[Goal of the exercise]
Using the records that appear below, write out exactly the lines from the one with "Find a point on every instance of the european" through the one with "Find a point on every instance of the woman in striped", keeping both end lines.

[Start of section]

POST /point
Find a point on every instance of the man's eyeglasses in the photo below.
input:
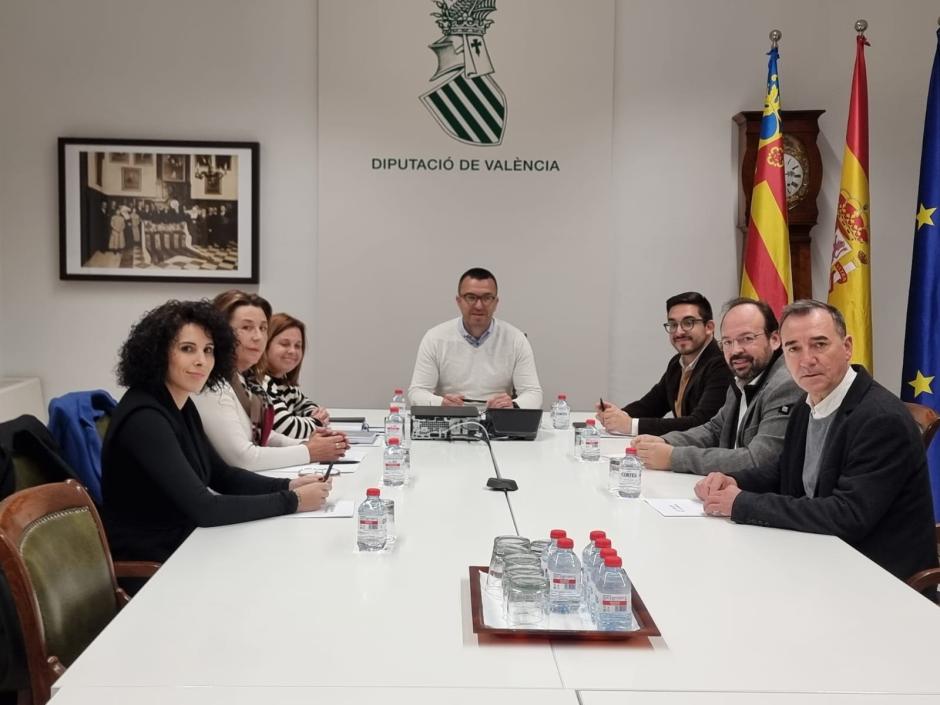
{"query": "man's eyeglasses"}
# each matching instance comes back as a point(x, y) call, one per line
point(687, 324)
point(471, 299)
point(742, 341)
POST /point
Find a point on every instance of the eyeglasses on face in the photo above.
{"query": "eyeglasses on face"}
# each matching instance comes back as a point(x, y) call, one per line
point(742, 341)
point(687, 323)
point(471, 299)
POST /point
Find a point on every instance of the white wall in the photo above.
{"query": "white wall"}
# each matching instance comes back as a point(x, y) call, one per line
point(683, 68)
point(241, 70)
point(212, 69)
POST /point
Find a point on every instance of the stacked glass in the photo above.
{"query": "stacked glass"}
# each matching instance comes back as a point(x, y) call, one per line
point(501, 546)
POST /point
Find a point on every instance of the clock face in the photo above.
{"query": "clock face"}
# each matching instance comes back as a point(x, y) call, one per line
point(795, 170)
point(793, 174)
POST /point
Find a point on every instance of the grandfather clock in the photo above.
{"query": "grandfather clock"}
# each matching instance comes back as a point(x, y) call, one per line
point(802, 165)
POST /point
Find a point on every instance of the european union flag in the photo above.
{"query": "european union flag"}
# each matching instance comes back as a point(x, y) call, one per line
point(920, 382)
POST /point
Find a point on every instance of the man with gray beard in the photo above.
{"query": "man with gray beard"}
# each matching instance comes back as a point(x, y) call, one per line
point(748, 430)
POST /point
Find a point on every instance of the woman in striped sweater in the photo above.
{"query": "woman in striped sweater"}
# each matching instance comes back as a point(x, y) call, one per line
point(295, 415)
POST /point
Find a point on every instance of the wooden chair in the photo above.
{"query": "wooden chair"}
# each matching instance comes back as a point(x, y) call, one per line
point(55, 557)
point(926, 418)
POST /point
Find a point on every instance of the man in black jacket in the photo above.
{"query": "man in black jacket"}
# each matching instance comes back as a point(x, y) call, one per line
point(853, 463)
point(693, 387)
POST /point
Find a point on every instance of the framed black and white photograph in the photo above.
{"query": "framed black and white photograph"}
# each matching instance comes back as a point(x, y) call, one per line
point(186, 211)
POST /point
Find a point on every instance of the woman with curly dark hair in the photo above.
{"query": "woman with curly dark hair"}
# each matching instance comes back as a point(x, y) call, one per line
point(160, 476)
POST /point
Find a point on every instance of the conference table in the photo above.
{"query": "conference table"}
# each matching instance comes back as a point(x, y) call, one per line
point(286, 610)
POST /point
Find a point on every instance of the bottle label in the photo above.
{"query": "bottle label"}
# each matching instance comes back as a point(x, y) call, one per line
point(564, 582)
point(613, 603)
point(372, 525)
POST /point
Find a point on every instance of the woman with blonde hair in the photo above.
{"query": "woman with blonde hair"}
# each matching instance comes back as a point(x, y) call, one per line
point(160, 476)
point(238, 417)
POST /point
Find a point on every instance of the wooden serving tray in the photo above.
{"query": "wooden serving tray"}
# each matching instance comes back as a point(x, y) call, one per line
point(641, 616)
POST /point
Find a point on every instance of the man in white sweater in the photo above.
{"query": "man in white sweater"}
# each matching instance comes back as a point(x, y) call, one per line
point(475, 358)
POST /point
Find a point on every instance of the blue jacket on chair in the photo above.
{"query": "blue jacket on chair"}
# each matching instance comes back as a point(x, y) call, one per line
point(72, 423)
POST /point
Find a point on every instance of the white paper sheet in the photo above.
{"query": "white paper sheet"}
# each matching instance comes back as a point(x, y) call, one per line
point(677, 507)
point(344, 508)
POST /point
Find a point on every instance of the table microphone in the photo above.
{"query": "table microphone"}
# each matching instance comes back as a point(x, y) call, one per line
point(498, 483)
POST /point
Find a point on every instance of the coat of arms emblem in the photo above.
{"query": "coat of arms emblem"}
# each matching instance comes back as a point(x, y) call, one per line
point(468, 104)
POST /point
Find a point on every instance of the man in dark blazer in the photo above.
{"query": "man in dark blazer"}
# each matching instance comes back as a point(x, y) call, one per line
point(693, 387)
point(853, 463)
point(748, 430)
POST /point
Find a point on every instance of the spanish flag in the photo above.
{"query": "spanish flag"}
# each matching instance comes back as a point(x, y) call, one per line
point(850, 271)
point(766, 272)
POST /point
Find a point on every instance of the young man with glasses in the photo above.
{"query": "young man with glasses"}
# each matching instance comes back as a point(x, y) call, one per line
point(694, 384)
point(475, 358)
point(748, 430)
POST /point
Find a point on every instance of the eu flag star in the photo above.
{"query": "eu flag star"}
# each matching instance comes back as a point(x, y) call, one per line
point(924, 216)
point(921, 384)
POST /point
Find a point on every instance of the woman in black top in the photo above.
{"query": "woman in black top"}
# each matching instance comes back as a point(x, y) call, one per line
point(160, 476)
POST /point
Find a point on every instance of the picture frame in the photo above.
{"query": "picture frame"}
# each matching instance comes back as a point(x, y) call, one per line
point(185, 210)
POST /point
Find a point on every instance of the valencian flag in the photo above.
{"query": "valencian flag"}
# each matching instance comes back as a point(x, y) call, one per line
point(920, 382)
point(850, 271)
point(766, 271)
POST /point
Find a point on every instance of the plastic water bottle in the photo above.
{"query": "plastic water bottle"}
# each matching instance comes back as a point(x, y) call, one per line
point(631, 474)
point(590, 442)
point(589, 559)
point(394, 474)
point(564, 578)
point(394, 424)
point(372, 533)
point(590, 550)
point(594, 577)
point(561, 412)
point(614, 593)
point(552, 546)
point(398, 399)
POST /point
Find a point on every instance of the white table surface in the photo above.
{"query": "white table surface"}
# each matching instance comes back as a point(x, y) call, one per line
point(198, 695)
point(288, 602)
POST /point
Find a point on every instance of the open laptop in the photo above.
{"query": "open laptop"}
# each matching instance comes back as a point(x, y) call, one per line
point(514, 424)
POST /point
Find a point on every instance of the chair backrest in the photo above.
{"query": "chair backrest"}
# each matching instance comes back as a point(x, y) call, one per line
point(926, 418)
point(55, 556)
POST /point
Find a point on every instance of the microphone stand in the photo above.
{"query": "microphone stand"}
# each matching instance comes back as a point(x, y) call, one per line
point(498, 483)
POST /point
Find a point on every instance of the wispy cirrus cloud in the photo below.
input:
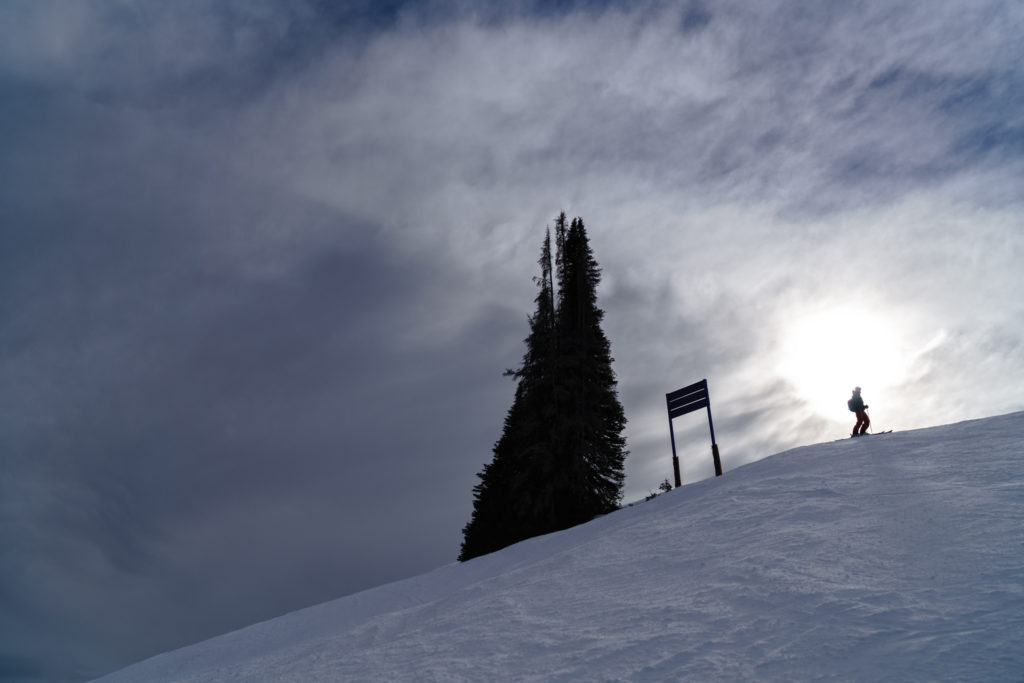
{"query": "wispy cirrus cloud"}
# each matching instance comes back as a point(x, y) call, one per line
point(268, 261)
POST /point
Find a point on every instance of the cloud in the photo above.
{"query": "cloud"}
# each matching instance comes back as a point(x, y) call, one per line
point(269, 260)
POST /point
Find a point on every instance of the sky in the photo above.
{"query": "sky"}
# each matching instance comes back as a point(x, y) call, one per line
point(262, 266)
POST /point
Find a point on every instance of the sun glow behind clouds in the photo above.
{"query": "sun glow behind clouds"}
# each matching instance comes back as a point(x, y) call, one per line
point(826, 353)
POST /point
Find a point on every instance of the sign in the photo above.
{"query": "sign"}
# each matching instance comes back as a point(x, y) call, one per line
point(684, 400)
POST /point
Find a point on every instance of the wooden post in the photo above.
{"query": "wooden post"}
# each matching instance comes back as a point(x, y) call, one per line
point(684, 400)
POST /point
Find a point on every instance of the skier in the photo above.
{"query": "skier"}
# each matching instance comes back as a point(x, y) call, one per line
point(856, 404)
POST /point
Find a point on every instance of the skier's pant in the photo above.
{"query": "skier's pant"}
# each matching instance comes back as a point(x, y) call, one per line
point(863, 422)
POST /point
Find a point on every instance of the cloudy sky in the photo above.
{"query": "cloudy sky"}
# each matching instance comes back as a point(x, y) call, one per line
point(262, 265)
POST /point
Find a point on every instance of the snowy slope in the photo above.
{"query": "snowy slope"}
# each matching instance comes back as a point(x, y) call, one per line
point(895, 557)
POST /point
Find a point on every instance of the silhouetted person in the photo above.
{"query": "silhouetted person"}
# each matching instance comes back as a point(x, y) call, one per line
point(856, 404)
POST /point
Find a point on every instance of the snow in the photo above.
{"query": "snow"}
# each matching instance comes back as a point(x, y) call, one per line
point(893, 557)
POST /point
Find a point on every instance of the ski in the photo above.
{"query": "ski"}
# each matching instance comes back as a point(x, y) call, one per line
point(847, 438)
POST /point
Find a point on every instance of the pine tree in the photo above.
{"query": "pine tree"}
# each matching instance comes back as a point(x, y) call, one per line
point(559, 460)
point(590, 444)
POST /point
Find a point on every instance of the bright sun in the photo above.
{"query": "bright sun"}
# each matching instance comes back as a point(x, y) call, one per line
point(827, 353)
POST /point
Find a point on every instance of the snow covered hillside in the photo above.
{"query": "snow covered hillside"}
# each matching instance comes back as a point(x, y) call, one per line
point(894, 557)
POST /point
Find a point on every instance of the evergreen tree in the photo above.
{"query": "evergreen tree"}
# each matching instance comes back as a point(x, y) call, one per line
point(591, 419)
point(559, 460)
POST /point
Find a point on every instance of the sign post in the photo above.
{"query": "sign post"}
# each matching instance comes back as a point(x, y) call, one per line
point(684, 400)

[End of section]

[Written answer]
Find a point on every instance of the european union flag in the photo above.
{"query": "european union flag"}
# each matching instance comes back as a point(x, y) call, one per line
point(920, 382)
POST /point
Find a point on every instance of the man with gray beard in the photo above.
{"query": "man with gray beard"}
# each matching instance comes back as a point(x, y) call, one per line
point(748, 430)
POST /point
Find a point on every instance of the woman in striped sweater in the photo above.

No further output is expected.